» **PASSAGE**:
# Keeping live plants?



## TB2Blazer (Jul 21, 2005)

Just wondering what all is involved with keeping live plants in an aquarium. Also what are some good live plants to have?


----------



## Husky_Jim (May 26, 2003)

It depends from what are you planning to do.Do you want a low maintenance tank?A medium,or a high maintenance?
There are many different types of plants and equipment to use for each occasion.

What type of tank are you thinking?


----------



## TB2Blazer (Jul 21, 2005)

Well I'm thinking about getting a rhom and I want the tank to be as much like its natural environment as absolutely possible. I've been trying to find those type of plants but I can't seem to find them anywhere. I just want it to be as authentic as possible.


----------



## Mortimer (Jul 28, 2005)

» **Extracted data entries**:

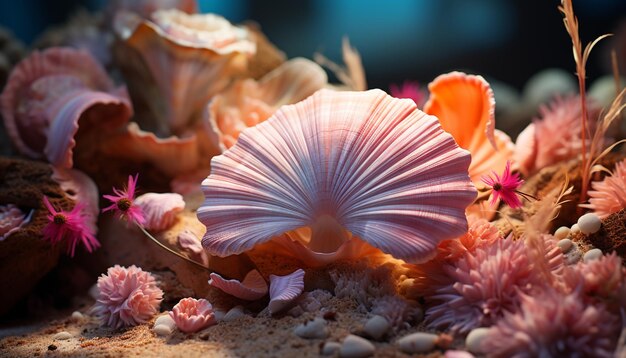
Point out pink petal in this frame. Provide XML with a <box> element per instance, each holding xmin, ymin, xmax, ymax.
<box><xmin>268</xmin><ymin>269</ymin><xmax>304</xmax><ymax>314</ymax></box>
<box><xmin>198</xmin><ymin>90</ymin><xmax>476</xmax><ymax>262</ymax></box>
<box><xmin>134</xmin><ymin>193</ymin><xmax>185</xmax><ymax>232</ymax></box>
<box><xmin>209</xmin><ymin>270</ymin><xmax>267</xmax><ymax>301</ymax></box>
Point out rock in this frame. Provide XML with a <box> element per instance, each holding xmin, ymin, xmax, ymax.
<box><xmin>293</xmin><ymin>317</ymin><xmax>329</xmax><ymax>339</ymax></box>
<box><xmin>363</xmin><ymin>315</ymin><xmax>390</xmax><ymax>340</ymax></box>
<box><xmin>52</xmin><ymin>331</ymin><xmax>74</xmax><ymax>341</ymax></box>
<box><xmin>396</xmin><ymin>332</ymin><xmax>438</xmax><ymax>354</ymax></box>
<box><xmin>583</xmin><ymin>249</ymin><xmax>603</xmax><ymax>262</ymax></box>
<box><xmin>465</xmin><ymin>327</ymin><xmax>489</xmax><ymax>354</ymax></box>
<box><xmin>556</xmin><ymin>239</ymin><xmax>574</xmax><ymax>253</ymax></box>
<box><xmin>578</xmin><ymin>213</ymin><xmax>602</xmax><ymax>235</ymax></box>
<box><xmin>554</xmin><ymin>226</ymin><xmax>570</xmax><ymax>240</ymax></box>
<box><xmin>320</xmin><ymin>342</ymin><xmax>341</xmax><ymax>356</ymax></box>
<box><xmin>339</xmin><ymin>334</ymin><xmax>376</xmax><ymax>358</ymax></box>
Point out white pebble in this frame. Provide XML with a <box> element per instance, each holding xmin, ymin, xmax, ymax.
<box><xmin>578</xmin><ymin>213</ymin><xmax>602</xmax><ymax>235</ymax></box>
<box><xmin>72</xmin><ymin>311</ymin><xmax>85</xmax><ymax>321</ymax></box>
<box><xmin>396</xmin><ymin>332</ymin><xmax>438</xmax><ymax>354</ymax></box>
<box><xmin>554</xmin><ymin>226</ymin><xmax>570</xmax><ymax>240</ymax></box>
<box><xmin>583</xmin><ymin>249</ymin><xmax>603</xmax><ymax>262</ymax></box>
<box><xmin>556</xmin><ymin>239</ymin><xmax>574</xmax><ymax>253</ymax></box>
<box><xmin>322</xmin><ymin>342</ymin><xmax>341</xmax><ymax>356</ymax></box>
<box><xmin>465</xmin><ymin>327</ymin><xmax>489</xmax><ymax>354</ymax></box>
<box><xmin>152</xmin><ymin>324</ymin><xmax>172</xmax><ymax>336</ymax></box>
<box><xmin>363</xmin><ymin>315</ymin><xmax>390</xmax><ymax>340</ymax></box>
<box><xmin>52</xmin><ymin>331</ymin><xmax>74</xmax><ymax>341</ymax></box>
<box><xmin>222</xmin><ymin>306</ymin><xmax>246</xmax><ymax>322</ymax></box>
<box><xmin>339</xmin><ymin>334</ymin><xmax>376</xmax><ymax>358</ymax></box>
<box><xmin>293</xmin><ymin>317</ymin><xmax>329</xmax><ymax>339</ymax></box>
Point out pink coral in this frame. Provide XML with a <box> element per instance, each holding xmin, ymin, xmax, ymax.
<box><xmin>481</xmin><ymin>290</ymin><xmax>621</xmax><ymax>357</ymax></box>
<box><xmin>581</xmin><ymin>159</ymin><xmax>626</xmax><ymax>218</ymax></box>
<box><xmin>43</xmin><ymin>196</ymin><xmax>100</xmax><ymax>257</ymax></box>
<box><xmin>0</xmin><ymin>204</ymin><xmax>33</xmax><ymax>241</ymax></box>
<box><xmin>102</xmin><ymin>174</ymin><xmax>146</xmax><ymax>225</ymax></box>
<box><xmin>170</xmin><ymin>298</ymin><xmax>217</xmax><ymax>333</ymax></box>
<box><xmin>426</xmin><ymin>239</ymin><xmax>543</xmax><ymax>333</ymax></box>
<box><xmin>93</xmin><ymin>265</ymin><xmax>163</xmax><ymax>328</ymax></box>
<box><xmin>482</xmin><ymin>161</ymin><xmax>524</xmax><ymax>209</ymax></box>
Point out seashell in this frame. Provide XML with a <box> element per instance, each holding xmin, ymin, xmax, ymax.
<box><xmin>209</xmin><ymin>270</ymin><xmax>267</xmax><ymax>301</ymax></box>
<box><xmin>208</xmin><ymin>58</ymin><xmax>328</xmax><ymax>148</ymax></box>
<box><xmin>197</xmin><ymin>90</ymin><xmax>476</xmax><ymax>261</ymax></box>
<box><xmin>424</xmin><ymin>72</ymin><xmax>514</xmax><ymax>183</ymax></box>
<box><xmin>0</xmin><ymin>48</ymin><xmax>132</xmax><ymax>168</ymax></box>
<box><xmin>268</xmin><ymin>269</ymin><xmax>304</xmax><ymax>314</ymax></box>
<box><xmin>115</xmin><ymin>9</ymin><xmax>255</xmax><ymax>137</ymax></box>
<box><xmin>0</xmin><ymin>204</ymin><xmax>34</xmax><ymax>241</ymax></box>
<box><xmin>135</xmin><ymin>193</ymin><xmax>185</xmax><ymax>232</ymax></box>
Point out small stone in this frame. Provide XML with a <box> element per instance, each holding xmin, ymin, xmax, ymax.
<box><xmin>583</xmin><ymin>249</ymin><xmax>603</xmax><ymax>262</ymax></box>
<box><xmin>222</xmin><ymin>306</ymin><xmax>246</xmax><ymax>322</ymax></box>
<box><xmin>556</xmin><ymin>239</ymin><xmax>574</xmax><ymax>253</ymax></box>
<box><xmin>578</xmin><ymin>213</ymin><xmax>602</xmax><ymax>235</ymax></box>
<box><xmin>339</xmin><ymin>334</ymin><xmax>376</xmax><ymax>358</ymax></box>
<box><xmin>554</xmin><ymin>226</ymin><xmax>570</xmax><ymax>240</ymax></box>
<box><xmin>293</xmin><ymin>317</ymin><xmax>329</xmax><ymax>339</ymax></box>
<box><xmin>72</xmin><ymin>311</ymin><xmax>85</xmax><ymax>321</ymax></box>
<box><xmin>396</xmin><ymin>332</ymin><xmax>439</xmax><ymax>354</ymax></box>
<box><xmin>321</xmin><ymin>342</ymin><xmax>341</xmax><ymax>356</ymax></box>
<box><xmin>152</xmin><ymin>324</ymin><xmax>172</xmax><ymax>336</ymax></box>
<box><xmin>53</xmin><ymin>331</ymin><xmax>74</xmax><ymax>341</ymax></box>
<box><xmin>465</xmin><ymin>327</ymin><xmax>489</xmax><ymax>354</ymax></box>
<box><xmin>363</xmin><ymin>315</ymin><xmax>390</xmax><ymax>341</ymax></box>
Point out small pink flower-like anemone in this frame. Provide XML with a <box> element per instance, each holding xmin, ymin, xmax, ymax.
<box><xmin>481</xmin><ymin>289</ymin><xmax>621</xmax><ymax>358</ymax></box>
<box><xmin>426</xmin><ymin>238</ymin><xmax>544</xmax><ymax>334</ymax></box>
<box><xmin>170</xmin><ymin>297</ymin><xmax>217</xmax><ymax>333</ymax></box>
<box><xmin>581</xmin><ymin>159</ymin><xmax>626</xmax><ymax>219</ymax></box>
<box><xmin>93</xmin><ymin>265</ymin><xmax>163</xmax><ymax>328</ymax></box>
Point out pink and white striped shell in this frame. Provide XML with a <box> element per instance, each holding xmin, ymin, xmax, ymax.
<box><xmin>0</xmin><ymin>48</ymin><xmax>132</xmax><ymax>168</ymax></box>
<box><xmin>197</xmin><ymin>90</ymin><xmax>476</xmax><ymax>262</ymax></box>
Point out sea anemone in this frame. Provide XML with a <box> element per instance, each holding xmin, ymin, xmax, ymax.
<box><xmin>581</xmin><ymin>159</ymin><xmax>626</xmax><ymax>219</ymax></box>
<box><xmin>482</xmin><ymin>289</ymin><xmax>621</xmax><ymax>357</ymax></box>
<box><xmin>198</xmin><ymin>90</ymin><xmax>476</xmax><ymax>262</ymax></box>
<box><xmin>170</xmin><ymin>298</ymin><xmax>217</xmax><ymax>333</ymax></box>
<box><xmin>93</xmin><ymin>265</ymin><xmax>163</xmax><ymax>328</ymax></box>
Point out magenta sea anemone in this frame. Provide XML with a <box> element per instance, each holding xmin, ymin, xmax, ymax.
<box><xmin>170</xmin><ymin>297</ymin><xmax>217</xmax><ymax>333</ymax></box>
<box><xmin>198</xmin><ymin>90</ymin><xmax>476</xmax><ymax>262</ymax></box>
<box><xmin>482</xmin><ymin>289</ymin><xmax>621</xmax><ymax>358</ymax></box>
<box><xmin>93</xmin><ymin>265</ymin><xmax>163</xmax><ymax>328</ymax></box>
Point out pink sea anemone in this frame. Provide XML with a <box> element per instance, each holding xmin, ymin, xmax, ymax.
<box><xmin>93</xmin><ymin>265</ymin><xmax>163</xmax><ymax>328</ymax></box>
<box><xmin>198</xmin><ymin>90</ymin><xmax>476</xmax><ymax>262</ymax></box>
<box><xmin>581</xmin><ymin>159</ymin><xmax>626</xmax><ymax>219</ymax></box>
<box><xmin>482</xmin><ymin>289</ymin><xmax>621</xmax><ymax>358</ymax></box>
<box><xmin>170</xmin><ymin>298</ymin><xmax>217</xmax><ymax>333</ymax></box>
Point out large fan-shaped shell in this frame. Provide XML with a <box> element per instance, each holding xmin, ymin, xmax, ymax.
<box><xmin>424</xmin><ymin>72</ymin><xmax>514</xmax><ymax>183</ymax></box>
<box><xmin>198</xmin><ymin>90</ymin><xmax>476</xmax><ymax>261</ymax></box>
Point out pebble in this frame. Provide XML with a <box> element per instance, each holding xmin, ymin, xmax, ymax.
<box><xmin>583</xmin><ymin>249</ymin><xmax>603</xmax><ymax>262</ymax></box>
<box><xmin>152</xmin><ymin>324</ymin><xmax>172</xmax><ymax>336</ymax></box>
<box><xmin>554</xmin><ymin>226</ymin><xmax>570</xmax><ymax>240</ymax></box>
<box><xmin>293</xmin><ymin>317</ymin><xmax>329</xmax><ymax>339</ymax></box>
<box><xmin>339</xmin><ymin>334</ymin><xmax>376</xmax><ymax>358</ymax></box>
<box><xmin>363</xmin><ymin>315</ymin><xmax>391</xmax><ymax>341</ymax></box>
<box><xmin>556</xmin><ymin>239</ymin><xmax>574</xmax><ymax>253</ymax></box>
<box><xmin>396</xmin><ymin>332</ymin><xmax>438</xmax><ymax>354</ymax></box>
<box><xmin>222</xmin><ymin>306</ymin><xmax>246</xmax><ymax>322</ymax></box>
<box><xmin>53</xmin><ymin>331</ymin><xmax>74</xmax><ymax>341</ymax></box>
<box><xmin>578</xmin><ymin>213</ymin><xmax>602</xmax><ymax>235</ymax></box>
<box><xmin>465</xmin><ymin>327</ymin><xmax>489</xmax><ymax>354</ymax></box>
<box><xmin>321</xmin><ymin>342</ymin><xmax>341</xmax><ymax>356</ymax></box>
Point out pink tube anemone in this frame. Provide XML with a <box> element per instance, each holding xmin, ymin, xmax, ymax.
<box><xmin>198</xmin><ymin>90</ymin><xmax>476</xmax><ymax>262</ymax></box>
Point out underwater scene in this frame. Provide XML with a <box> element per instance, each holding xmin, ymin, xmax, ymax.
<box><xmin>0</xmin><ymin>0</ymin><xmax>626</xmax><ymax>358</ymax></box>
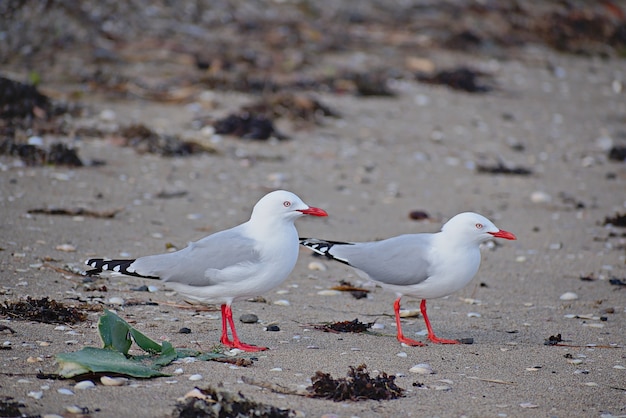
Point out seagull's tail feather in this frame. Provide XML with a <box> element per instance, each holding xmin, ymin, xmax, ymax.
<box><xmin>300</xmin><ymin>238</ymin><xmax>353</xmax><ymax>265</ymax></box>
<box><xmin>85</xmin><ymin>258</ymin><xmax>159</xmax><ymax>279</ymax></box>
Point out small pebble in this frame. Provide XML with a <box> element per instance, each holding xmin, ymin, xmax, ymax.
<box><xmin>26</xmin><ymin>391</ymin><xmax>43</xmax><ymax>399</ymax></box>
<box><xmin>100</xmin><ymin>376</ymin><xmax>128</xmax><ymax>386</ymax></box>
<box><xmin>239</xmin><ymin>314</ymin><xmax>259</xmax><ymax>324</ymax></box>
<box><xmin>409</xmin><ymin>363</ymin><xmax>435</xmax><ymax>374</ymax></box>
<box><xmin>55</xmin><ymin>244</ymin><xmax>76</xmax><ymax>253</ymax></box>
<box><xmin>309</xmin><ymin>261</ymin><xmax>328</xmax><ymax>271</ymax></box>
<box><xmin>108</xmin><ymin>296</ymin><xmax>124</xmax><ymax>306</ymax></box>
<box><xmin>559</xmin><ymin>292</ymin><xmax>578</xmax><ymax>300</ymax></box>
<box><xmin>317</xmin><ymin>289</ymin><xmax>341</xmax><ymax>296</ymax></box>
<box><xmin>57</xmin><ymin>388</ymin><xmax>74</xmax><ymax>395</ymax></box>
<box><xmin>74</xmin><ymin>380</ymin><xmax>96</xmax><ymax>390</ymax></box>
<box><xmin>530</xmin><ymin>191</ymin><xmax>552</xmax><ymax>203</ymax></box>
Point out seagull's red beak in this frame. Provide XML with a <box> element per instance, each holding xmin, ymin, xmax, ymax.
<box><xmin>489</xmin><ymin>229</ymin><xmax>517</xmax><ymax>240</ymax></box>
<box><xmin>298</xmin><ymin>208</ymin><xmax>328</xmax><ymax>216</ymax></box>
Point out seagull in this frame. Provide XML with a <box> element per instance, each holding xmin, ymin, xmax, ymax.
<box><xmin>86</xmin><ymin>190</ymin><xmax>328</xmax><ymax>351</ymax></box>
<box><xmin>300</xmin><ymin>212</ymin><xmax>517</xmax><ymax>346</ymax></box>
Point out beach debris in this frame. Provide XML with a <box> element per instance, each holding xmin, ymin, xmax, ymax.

» **SHORT EXERCISE 1**: Pick out each line of the entries that contains the word "seagull", treating uppercase and lowercase letters as distinct.
» **SHORT EXERCISE 2**: Carry on the forum thread about keeping live plants in an aquarium from the point at which it stops.

» **TASK RESULT 1**:
Point out seagull's tail feather in this frame. Provide XML with a <box> element per instance, each holding xmin, ymin, xmax, ymax.
Point out seagull's red beak in this frame. Provide XML with a <box> element per instance, each holding xmin, ymin, xmax, ymax.
Point out seagull in this frame. Provide XML with a <box> element per instance, each holding xmin, ymin, xmax, ymax.

» **TASK RESULT 2**:
Great, I am contemplating the same thing. I would also like to know about the lighting. I currently have 2 cheap plastic lids that I would like to replace with those glass ones. I can reuse the lights, but should I just set them on the glass lid? Will the heat effect surface plants or even water temp? And it seems like those lids I looked at have very little open space for air circulation. I could be wrong. I am yet to set up my tank and am trying to learn as much as possible and get everything I need to do things the right way.

BTW, is there a good site that shows or explains those conditions and environments? I have seen very few.


----------



## DiPpY eGgS (Mar 6, 2005)

read on this site, scroll down and look at the topics, lots of topics.. lots of info. Also try www.aquaticplantcentral.com it is one of my personal favorites.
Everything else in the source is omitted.